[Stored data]
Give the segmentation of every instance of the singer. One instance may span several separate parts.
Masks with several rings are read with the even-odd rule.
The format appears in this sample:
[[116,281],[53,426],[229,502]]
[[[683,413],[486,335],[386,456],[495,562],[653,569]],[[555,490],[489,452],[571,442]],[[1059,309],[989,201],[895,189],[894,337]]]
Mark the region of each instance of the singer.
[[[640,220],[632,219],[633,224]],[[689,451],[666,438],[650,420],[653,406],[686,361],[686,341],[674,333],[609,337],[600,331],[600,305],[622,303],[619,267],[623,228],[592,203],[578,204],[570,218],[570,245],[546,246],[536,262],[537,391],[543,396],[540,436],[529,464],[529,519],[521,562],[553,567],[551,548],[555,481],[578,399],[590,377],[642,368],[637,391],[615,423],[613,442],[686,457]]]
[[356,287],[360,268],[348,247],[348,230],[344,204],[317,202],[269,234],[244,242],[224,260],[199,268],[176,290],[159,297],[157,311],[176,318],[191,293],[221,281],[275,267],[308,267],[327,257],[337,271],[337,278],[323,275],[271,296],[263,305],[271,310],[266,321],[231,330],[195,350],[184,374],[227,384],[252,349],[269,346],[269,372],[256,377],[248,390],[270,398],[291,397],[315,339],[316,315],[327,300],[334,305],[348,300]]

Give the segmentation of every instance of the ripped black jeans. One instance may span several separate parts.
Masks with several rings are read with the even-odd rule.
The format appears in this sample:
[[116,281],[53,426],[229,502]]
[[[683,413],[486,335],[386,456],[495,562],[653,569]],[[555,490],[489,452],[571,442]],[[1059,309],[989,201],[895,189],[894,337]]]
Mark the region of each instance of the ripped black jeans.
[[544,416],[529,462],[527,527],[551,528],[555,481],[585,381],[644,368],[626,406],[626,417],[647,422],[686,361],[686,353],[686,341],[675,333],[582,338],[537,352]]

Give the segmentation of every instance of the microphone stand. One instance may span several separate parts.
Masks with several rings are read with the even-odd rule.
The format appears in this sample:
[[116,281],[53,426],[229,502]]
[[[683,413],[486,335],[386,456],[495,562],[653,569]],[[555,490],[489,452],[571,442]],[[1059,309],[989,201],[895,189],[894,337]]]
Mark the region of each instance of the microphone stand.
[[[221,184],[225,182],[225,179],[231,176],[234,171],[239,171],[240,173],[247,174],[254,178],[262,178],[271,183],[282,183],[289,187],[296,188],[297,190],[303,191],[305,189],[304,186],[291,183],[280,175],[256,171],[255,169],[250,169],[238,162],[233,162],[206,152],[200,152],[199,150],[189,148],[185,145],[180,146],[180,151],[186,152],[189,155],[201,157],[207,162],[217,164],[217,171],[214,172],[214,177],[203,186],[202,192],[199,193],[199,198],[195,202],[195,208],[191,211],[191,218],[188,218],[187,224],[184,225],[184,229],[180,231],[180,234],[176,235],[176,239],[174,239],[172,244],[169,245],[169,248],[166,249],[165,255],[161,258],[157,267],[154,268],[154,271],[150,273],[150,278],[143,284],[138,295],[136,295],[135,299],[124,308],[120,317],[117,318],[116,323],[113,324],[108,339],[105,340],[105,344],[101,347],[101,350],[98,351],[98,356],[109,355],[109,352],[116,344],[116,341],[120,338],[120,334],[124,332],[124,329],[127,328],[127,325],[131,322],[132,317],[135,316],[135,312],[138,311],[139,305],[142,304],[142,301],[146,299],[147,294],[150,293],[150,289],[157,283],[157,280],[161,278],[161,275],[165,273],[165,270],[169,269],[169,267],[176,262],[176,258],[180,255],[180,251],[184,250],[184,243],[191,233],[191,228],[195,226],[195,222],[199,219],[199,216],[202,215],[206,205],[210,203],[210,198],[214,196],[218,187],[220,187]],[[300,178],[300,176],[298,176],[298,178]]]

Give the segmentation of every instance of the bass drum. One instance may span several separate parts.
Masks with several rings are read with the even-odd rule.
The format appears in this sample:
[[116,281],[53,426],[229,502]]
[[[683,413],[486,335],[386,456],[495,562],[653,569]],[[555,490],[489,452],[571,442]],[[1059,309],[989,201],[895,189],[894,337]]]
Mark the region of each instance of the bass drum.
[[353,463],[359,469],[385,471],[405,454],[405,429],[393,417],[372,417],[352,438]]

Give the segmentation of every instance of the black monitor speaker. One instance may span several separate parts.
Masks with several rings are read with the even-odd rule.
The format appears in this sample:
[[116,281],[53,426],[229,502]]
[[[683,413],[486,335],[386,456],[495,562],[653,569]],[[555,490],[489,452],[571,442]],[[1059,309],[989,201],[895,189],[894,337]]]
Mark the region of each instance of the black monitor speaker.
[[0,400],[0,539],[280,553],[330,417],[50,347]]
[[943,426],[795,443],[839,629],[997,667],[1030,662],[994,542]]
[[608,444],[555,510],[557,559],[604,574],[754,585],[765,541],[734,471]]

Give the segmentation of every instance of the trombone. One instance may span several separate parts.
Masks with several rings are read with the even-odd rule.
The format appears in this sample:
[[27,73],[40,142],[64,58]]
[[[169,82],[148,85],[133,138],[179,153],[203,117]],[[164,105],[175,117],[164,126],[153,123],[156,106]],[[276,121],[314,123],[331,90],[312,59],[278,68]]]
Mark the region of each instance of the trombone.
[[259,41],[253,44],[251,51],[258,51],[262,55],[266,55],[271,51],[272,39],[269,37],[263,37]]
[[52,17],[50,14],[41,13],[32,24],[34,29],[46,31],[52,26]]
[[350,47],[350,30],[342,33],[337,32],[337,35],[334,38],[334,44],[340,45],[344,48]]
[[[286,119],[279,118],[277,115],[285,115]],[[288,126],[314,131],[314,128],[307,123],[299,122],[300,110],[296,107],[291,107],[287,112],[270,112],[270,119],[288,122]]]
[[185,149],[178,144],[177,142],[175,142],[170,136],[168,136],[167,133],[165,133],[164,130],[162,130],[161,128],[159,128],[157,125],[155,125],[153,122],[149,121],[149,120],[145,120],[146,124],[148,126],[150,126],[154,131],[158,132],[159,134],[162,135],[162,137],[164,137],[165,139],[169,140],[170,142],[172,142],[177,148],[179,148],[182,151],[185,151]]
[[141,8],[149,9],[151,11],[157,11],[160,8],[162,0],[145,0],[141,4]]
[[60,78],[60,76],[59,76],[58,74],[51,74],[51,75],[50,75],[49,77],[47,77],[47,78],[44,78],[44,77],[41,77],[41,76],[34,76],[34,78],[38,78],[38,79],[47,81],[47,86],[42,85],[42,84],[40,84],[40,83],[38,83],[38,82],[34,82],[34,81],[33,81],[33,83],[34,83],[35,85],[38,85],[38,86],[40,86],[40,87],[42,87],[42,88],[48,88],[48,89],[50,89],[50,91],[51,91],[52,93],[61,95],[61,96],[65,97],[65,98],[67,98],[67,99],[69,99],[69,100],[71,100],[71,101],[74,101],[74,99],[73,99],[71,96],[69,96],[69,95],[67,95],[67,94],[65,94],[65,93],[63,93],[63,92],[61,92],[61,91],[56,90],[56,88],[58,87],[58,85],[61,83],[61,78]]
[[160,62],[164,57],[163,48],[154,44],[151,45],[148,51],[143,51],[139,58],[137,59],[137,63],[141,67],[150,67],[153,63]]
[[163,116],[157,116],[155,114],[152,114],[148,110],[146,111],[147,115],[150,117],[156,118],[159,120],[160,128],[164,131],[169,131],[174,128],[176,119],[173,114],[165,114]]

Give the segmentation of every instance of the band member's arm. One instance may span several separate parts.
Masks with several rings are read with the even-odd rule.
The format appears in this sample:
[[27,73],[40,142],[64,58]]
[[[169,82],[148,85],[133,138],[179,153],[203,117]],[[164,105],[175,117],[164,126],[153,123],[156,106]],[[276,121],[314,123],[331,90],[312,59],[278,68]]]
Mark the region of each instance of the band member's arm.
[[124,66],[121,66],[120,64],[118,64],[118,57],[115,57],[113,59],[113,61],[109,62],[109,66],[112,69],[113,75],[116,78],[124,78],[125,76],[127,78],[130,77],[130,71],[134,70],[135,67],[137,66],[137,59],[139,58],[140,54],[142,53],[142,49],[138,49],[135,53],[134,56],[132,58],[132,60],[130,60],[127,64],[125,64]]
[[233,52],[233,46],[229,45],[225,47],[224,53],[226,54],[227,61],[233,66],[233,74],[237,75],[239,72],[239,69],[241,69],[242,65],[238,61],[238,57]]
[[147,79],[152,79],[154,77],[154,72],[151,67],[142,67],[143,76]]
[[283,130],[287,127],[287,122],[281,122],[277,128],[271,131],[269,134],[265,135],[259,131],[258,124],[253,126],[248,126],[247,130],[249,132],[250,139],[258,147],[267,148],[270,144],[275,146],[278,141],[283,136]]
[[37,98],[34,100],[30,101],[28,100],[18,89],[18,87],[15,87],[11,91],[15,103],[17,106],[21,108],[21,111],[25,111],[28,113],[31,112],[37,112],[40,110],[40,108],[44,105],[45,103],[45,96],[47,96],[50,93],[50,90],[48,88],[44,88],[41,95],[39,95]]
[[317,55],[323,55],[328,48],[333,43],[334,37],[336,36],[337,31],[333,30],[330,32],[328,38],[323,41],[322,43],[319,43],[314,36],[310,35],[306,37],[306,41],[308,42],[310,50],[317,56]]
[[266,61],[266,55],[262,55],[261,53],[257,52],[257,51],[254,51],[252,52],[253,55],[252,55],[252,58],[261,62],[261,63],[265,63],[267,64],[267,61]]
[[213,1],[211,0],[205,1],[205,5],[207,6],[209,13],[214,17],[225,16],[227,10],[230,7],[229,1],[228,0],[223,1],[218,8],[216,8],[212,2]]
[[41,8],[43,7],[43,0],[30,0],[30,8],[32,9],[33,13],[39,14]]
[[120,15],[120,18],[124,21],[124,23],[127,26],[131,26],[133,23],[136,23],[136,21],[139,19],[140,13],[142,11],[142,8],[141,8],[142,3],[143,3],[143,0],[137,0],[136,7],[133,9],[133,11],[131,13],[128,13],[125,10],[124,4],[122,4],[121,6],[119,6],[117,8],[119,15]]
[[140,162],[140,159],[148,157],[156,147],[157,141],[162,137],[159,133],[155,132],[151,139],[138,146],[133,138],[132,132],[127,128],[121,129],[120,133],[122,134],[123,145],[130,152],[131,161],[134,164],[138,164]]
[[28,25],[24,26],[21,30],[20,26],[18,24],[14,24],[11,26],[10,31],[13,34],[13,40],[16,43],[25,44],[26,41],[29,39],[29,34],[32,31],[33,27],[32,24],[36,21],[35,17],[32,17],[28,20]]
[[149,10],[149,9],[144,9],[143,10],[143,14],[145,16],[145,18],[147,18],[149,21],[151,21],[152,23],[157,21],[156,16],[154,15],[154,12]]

* What to do *
State how many lines in the entries hold "Give". Nothing should come before or after the number.

* Task result *
7